(Image box annotation rows)
○ ○ ○ ○

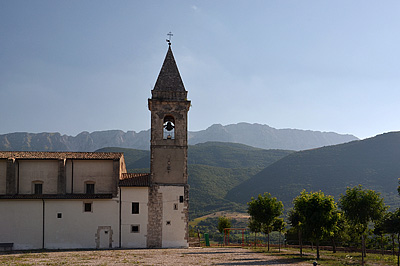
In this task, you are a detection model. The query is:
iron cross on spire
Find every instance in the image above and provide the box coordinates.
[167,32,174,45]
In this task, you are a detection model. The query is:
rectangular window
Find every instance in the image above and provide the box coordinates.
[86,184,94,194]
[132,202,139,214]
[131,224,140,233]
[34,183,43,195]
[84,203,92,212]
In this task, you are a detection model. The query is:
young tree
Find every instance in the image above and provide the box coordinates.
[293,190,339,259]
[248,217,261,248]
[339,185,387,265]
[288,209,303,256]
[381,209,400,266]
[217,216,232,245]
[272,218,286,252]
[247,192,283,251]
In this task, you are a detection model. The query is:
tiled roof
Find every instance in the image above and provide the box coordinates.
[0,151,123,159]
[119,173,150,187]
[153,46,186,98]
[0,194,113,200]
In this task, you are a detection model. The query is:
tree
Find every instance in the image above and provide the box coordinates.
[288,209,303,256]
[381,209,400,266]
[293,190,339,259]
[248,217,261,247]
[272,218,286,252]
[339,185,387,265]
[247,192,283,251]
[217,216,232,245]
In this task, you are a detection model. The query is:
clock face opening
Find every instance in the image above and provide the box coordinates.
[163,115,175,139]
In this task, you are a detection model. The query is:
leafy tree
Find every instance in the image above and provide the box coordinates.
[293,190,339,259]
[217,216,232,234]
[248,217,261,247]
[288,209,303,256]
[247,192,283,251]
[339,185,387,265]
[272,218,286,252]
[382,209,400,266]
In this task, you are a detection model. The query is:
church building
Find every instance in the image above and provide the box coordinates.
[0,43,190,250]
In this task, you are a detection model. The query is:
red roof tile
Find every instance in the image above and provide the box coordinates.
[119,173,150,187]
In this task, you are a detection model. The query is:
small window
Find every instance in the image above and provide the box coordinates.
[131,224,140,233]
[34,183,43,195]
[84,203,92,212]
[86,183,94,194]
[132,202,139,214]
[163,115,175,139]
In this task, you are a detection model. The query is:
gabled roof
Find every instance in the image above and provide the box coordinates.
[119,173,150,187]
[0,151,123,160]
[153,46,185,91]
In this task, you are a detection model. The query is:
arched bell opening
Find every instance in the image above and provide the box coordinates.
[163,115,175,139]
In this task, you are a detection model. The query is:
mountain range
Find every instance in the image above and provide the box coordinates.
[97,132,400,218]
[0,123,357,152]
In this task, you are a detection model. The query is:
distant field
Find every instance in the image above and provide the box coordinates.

○ ○ ○ ○

Work instructions -> Turn every line of the rows above into a Markdown table with the columns Number and Text, numbering the lines in order and skipping blank ones. Leave the pictures out.

Full response ->
| Number | Text |
|---|---|
| 1 | In this task, you are a detection model. The query is: |
| 2 | iron cross on spire |
| 3 | Find every instance in the image above and provide the box coordinates. |
| 4 | [167,32,174,45] |
| 5 | In this task, you are a detection model. The query is: |
| 6 | rectangular window |
| 7 | Find every instance in the image above and provide the box coordinates. |
| 8 | [86,184,94,194] |
| 9 | [132,202,139,214] |
| 10 | [131,224,140,233] |
| 11 | [34,183,43,195] |
| 12 | [84,203,92,212] |
| 13 | In this task, you are a detection model. The query is: |
| 14 | young tree |
| 15 | Find every instance in the image above and provide the box coordinates. |
| 16 | [293,190,339,259] |
| 17 | [248,217,261,248] |
| 18 | [339,185,387,265] |
| 19 | [288,209,303,256] |
| 20 | [381,209,400,266] |
| 21 | [217,216,232,245] |
| 22 | [272,218,286,252] |
| 23 | [247,192,283,251] |
| 24 | In this task, you are a detection model. The query is: |
| 25 | tiled roof |
| 26 | Find every instance in the image above and provide the box coordinates. |
| 27 | [0,151,123,159] |
| 28 | [119,173,150,187] |
| 29 | [153,46,186,98] |
| 30 | [0,194,113,200] |
| 31 | In this task, you are a detection model. The query is: |
| 32 | tree |
| 33 | Find every instance in the image above and provide the box coordinates. |
| 34 | [288,209,303,256] |
| 35 | [381,209,400,266] |
| 36 | [293,190,339,259] |
| 37 | [248,217,261,247] |
| 38 | [272,218,286,252] |
| 39 | [339,185,387,265] |
| 40 | [247,192,283,251] |
| 41 | [217,216,232,245] |
| 42 | In this task, you are a detection model. The query is: |
| 43 | clock face opening |
| 44 | Find every instance in the image above and provide the box coordinates. |
| 45 | [163,115,175,139] |
| 46 | In this task, you are a detection model. The query is: |
| 47 | leafy tree |
| 48 | Find every instance in the image above and provide the box coordinates. |
| 49 | [293,190,339,259] |
| 50 | [217,216,232,234] |
| 51 | [248,217,261,247] |
| 52 | [288,209,303,256] |
| 53 | [247,192,283,251] |
| 54 | [339,185,387,265] |
| 55 | [272,218,286,252] |
| 56 | [382,209,400,266] |
| 57 | In this task, you are a detection model. The query is: |
| 58 | church building |
| 59 | Find every instance in the image above and provide the box coordinates. |
| 60 | [0,43,190,250] |
| 61 | In this task, you are a detection model. The query is: |
| 62 | red roof tile |
| 63 | Find every instance in the image above and provide the box coordinates. |
| 64 | [119,173,150,187] |
| 65 | In this task, you are a detection model. The query is: |
| 66 | small window |
| 67 | Find every instance in the image above and provide the box coordinates. |
| 68 | [131,224,140,233] |
| 69 | [34,183,43,195] |
| 70 | [84,203,92,212] |
| 71 | [86,183,94,194] |
| 72 | [132,202,139,214] |
| 73 | [163,115,175,139] |
| 74 | In this task, you are a detection model. The query is: |
| 75 | gabled roof |
| 76 | Find every instance in the image above and provide the box coordinates. |
| 77 | [119,173,150,187] |
| 78 | [0,151,123,160] |
| 79 | [153,46,185,91] |
| 80 | In this task, you are a detection model. The query is: |
| 81 | arched bell opening |
| 82 | Find every instance in the image above and provide the box coordinates. |
| 83 | [163,115,175,139] |
| 84 | In this task, you are a detection model. The query is: |
| 85 | mountain range |
| 86 | Find every instance in the image above and provide the box coordinates. |
| 87 | [97,132,400,218] |
| 88 | [0,123,357,152] |
| 89 | In this task, you are a detection model. The query is: |
| 90 | distant field |
| 91 | Find every instance in the image above and provide the box coordinates. |